**REQUEST**
Identify every line in the material below that contains the string "wall", and copy each of those lines in full.

** START RECORD EXTRACTS **

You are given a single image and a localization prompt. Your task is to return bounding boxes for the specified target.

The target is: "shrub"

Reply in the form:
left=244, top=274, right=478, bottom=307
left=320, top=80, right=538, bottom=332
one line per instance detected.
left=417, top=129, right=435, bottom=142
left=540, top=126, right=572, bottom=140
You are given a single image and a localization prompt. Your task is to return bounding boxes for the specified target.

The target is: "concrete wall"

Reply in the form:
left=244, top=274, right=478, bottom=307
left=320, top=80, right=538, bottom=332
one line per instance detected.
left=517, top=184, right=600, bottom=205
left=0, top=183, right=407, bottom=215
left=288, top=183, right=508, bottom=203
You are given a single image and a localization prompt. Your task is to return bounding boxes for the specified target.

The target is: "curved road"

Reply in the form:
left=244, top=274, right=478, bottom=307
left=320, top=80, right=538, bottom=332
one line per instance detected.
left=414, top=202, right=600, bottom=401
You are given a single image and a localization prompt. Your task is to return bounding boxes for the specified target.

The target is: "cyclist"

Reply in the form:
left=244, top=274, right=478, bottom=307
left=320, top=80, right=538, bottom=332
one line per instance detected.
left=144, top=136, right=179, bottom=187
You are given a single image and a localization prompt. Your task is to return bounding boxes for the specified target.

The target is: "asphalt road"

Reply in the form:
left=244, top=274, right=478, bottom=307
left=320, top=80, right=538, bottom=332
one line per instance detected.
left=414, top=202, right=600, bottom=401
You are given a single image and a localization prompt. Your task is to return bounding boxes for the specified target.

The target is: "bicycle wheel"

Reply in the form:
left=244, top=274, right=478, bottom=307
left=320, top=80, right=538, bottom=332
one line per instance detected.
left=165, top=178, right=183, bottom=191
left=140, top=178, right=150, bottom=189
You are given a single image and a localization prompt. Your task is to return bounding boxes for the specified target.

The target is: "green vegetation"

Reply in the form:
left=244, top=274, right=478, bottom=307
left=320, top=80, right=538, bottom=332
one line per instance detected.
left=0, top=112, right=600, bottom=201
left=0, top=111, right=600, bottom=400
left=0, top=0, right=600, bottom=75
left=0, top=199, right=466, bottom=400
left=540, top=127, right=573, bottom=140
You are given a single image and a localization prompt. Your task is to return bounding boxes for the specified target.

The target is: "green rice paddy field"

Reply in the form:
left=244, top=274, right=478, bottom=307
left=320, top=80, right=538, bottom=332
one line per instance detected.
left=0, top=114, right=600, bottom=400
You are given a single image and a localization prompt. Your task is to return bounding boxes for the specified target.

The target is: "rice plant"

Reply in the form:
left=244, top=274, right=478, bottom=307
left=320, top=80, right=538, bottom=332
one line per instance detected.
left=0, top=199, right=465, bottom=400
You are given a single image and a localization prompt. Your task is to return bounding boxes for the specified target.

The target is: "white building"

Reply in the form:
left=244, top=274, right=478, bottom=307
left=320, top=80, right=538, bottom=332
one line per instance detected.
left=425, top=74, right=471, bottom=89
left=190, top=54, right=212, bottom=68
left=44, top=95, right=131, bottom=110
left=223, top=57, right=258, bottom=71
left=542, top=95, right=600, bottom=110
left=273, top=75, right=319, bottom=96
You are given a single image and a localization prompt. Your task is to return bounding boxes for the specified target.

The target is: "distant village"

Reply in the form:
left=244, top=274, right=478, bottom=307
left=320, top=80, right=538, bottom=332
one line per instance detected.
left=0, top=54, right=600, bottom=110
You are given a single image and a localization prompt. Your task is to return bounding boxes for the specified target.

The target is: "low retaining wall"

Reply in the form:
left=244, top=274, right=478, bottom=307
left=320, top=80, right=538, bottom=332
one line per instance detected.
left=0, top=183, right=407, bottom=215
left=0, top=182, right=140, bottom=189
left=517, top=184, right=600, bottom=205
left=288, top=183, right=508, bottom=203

** END RECORD EXTRACTS **

**THE RESPONSE**
The target is: "concrete wall"
The target is: "low retaining wall"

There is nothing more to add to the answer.